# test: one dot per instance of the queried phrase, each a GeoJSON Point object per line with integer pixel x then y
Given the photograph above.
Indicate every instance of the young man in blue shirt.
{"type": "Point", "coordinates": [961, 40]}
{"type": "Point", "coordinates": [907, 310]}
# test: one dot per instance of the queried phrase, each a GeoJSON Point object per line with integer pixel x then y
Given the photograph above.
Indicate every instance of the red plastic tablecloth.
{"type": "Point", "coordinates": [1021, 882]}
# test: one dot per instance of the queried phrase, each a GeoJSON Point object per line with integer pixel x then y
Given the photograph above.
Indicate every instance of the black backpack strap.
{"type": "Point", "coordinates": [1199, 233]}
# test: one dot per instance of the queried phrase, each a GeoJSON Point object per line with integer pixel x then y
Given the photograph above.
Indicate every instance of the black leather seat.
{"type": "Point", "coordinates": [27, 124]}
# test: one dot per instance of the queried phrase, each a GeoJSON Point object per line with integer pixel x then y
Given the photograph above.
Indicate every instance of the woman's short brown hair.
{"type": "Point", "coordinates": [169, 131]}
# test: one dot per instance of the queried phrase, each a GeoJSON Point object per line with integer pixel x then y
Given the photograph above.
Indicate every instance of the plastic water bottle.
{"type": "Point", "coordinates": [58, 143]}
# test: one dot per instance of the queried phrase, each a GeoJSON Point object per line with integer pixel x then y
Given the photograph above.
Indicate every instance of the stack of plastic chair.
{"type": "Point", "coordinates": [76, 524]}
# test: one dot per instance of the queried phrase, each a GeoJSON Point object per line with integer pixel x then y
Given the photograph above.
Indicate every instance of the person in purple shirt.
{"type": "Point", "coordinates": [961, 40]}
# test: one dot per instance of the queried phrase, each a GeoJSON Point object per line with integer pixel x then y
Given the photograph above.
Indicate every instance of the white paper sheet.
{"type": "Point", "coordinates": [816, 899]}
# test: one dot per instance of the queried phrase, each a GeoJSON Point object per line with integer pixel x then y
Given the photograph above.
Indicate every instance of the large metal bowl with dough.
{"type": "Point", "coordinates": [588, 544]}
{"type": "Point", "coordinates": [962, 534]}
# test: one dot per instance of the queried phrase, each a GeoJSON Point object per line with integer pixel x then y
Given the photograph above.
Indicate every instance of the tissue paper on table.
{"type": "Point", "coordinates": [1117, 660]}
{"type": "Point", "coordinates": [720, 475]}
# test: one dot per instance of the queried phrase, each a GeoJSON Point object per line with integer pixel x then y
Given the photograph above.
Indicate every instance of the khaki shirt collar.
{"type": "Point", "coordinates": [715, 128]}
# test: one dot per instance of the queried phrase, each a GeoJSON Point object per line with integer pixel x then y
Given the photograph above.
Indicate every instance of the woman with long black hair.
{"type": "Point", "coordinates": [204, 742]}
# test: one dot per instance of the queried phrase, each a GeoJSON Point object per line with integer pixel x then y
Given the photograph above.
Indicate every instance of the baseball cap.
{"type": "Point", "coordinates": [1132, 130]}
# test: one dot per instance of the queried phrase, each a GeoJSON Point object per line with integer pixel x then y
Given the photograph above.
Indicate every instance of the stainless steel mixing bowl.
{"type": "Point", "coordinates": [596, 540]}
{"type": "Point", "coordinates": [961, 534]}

================

Exercise description:
Pick out every line in the listing above that contains the string "woman", matching case exactly.

Written solution:
Indicate every instance of the woman's short brown hair.
Indicate every instance of the woman with long black hair.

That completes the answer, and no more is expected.